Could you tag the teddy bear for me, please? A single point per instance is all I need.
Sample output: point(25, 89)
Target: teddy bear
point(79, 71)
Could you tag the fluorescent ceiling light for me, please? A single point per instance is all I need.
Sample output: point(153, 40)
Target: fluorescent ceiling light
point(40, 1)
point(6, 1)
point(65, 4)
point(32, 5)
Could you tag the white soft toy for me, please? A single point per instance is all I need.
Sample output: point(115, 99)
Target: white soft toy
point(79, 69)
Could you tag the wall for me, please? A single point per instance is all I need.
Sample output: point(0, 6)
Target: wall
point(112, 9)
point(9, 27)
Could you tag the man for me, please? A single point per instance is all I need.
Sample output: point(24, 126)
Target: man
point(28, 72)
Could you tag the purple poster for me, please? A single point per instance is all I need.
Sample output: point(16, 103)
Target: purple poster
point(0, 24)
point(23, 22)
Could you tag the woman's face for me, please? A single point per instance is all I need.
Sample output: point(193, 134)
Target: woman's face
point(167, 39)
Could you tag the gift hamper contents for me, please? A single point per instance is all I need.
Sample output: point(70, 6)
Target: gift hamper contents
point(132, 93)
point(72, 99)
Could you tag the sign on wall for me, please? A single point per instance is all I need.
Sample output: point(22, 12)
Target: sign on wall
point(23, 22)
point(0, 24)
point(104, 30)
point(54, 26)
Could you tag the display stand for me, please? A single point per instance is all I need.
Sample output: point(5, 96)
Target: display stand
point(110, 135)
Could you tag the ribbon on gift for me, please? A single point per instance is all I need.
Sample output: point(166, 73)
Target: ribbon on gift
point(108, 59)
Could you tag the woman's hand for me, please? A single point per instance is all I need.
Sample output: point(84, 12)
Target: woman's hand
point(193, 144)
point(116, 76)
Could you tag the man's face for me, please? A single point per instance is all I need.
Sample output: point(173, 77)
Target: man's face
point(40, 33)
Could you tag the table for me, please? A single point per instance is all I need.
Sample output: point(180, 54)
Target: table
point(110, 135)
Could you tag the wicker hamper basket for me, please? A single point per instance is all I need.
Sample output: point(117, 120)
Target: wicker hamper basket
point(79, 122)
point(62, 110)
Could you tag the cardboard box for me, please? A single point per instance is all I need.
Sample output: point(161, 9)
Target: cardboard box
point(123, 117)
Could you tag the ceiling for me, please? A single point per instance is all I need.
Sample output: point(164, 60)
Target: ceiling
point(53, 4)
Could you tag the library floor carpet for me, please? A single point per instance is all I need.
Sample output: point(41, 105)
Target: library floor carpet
+---+
*Stated goal*. In the records above, find the line containing "Could you tag the ribbon"; please retype it and every line after it through the last line, exactly and with nothing else.

*Exercise output*.
Could you tag the ribbon on gift for me, please? A single point per instance is all I need.
Sample output: point(166, 73)
Target: ribbon on gift
point(108, 59)
Could you tag the woman's hand for me, please? A single point per instance is all I need.
Sample output: point(84, 12)
Target: woman's hand
point(193, 144)
point(116, 76)
Could you tag the man's face for me, please? A single point per instance is all I need.
Sample output: point(173, 77)
Target: man's face
point(40, 33)
Could you tag the table for me, please? A single point per instance is all I need.
Sample output: point(180, 54)
Target: table
point(110, 135)
Could you tag the wicker hamper basket for me, please? A single point per instance is all I need.
Sample output: point(117, 120)
Target: wicker hamper basket
point(79, 122)
point(62, 110)
Could you tag the cardboard box for me, please? A single point per instance is all I need.
Sample output: point(161, 9)
Target: cardboard box
point(123, 117)
Could you tag the ceiling for me, please? A single point per instance is all I need.
Sample output: point(164, 60)
Target: ceiling
point(53, 4)
Could you tag the library floor carpet for me, please? A single point per instance is all I need.
Sample output: point(41, 105)
Target: library floor carpet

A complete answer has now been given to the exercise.